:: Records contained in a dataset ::
┌──
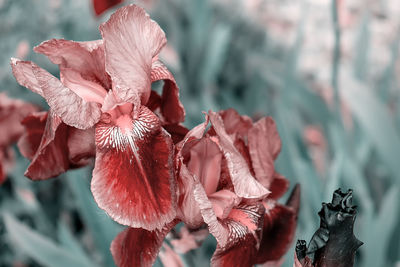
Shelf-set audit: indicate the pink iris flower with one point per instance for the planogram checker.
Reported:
(227, 181)
(11, 113)
(104, 97)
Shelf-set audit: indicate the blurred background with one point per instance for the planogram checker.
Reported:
(327, 71)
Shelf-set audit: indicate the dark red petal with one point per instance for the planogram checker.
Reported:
(171, 107)
(51, 158)
(244, 225)
(279, 228)
(133, 178)
(138, 247)
(279, 186)
(264, 146)
(81, 146)
(100, 6)
(70, 107)
(34, 125)
(86, 58)
(176, 131)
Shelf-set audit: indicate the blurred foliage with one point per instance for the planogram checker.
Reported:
(329, 82)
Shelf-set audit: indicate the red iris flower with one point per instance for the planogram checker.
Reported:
(11, 113)
(226, 180)
(104, 93)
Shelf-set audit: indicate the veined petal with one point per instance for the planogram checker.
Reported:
(51, 158)
(244, 226)
(133, 179)
(71, 108)
(244, 183)
(279, 228)
(86, 58)
(138, 247)
(131, 42)
(171, 107)
(264, 132)
(23, 73)
(102, 5)
(34, 125)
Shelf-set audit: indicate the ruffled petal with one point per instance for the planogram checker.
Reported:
(244, 226)
(51, 158)
(171, 107)
(223, 201)
(138, 247)
(71, 108)
(279, 228)
(131, 42)
(133, 179)
(100, 6)
(86, 58)
(262, 156)
(23, 73)
(12, 111)
(235, 123)
(35, 125)
(244, 183)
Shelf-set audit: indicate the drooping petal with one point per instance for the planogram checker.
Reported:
(34, 125)
(138, 247)
(86, 58)
(176, 131)
(87, 90)
(244, 226)
(223, 201)
(131, 42)
(23, 73)
(100, 6)
(12, 111)
(171, 107)
(264, 132)
(71, 108)
(51, 158)
(169, 257)
(81, 146)
(245, 184)
(133, 179)
(279, 228)
(205, 164)
(235, 123)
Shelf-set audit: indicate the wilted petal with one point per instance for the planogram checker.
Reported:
(23, 73)
(279, 228)
(35, 125)
(86, 58)
(102, 5)
(264, 132)
(244, 226)
(71, 108)
(171, 107)
(51, 158)
(138, 247)
(12, 111)
(245, 184)
(133, 179)
(131, 42)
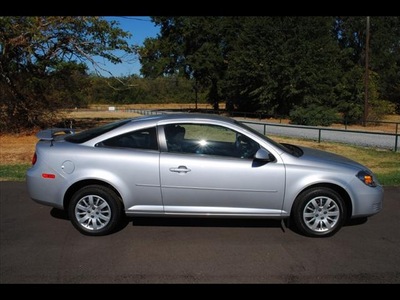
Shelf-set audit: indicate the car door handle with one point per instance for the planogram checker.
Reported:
(180, 169)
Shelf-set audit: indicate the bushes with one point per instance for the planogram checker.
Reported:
(313, 115)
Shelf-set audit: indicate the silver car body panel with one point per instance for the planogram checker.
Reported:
(152, 182)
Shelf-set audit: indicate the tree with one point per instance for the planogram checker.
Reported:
(43, 64)
(194, 47)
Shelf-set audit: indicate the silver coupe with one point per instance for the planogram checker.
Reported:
(187, 164)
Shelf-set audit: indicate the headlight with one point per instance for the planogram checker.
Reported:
(367, 178)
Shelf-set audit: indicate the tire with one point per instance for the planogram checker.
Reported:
(95, 210)
(319, 212)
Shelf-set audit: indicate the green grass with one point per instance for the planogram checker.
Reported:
(13, 172)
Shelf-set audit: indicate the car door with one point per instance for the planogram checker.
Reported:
(208, 176)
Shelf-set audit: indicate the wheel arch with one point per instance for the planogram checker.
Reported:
(340, 190)
(80, 184)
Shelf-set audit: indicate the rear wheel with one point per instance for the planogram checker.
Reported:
(95, 210)
(319, 212)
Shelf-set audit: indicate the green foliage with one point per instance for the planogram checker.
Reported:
(130, 90)
(282, 65)
(313, 115)
(43, 64)
(15, 172)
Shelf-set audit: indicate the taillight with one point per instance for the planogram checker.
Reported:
(34, 158)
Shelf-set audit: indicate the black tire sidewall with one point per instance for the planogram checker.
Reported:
(112, 200)
(304, 198)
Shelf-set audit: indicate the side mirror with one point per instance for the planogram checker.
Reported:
(264, 155)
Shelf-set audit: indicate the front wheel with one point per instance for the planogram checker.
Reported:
(319, 212)
(95, 210)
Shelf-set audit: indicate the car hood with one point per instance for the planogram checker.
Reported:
(323, 157)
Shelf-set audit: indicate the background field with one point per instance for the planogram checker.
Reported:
(17, 150)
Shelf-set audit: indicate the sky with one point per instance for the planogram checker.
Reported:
(141, 28)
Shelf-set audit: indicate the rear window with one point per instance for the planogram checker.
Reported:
(89, 134)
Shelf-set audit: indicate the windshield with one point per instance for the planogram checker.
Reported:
(89, 134)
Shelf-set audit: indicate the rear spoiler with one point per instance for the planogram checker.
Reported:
(49, 134)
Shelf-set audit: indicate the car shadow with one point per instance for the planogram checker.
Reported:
(59, 214)
(203, 222)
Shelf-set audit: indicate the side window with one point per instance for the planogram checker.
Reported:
(140, 139)
(209, 140)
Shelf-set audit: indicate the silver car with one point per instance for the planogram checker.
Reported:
(195, 165)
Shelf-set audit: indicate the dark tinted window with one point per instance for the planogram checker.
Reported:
(139, 139)
(209, 140)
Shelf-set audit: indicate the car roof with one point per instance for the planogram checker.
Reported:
(187, 116)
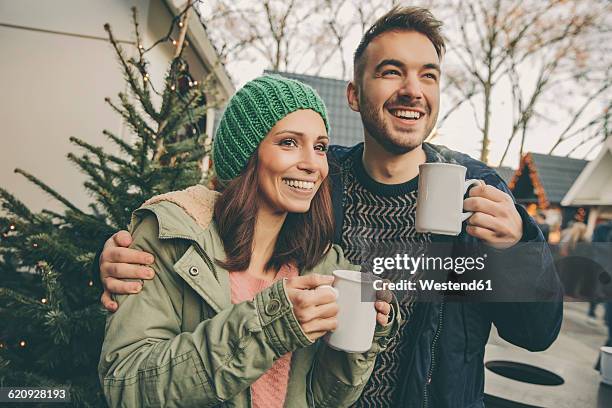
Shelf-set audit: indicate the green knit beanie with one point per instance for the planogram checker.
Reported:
(251, 113)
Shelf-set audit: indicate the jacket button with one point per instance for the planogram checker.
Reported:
(273, 307)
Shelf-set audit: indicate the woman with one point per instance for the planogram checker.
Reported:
(228, 319)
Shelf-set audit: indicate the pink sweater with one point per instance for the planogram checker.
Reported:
(269, 390)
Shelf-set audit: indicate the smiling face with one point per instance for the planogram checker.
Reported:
(292, 162)
(398, 93)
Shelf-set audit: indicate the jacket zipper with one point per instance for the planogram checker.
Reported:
(432, 366)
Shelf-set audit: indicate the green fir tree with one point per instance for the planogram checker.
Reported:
(52, 320)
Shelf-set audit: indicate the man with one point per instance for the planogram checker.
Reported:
(437, 361)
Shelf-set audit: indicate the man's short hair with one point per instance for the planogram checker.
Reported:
(399, 18)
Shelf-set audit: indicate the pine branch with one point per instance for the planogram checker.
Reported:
(47, 189)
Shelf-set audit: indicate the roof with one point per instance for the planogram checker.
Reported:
(506, 173)
(594, 184)
(205, 50)
(346, 127)
(544, 178)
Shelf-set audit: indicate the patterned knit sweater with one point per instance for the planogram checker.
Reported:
(269, 390)
(379, 219)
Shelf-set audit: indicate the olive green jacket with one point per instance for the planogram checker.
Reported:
(181, 342)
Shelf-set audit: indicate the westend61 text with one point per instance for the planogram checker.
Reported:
(424, 284)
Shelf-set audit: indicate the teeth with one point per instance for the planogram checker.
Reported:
(407, 114)
(304, 185)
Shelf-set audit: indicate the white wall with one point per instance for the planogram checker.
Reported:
(52, 86)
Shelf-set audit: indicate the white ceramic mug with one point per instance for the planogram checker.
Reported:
(355, 295)
(606, 365)
(440, 199)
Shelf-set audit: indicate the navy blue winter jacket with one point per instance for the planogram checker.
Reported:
(447, 338)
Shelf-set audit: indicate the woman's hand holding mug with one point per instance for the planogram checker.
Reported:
(314, 307)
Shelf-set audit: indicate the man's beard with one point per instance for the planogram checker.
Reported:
(376, 127)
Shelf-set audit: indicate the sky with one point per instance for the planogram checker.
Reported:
(460, 131)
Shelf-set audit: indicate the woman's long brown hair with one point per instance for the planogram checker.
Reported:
(303, 239)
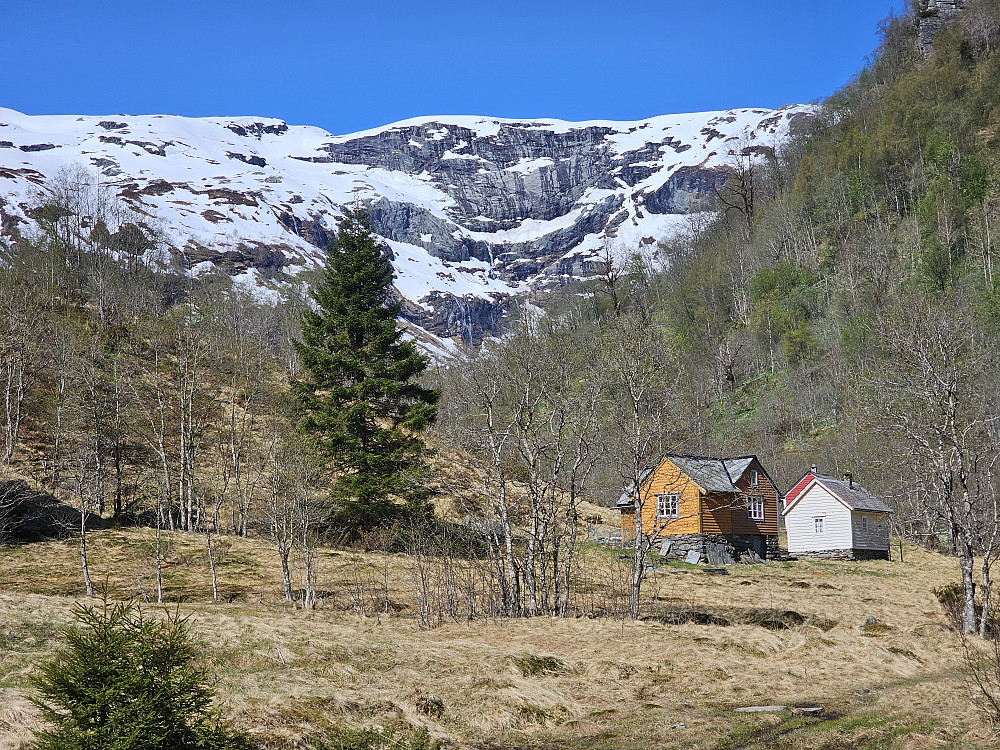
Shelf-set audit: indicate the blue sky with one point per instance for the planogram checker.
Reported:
(349, 66)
└──
From the data above, show each line that contains "tire".

:: Written response ::
Shelf-set audit: indicate the tire with one point per instance for the planogram checker.
Shelf-set audit: indicate the black tire sidewall with one point per instance for the planogram checker.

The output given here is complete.